▶ [Trecho do texto]
== == ==

Em 1964, Tóquio passou por diversas mudanças estruturais para ser a cidade anfitriã das Olimpíadas. Entre as obras, a quadra onde Takada vivia ia ser demolida. Como forma de compensação, foi-lhe dado o valor referente a quase um ano de aluguel. O designer, em vez de usar a quantia para um novo apartamento, aproveitou a oportunidade única e comprou sua passagem, de barco, só de ida, para Paris, com a intenção de ficar apenas seis meses.

Paris – começo da marca própria

Fã assumido de Yves Saint Lauren, pensava que, ao chegar à cidade-luz, ia se dedicar apenas a aprender e observar o que o grande estilista fazia com a Dior e sua marca, bem como outros grandes nomes. Mas lá foi exposto a um novo olhar de mundo, comportamento e, mais importante, estilo. Era um habitué nos brechós da cidade e gostava de ver o que as pessoas vestiam nas ruas e na vida noturna, e logo começou a incorporar tudo em suas criações. “Quando eu abri minha loja própria, achava que não fazia sentido criar a mesma coisa que os designers franceses faziam. Então produzi do meu jeito para ser diferente. Usava tecidos de quimono e outras influências”, disse ele em uma entrevista ao jornal The New York Times.

== == ==

▶ [Material fornecido]
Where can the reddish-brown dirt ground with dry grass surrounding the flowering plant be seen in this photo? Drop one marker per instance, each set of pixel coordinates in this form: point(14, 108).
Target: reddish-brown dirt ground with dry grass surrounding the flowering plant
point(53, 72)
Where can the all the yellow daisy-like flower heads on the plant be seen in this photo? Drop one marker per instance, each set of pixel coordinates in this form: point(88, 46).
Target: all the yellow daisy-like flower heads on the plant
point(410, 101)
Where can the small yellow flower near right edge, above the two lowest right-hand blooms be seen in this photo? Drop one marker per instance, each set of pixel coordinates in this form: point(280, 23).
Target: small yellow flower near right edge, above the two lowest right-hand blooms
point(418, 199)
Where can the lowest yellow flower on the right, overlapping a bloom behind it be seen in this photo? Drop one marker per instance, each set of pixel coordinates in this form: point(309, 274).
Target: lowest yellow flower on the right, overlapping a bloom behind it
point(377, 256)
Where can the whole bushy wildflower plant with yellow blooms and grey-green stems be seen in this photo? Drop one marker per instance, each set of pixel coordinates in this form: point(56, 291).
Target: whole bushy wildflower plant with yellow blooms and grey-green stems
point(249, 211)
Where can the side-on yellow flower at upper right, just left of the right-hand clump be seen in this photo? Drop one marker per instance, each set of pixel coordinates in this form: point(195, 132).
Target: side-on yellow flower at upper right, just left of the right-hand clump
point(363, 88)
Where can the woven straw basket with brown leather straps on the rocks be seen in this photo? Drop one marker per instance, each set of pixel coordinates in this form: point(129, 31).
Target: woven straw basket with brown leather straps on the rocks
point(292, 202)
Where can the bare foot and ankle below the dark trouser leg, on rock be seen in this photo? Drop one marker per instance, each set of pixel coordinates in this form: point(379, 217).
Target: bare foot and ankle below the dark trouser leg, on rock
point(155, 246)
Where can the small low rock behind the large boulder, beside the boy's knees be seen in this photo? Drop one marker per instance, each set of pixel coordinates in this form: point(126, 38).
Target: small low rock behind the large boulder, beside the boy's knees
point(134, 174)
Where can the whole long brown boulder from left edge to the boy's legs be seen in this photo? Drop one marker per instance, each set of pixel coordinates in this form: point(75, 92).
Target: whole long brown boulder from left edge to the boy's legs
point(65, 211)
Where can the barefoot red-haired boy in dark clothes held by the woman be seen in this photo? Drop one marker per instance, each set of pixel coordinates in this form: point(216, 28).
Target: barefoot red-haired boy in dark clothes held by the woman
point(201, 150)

== == ==

▶ [Problema] Reproduza fielmente o trecho do texto sobre Takada que vai de "Fã assumido de" até "New York Times.".

▶ [Resultado]
Fã assumido de Yves Saint Lauren, pensava que, ao chegar à cidade-luz, ia se dedicar apenas a aprender e observar o que o grande estilista fazia com a Dior e sua marca, bem como outros grandes nomes. Mas lá foi exposto a um novo olhar de mundo, comportamento e, mais importante, estilo. Era um habitué nos brechós da cidade e gostava de ver o que as pessoas vestiam nas ruas e na vida noturna, e logo começou a incorporar tudo em suas criações. “Quando eu abri minha loja própria, achava que não fazia sentido criar a mesma coisa que os designers franceses faziam. Então produzi do meu jeito para ser diferente. Usava tecidos de quimono e outras influências”, disse ele em uma entrevista ao jornal The New York Times.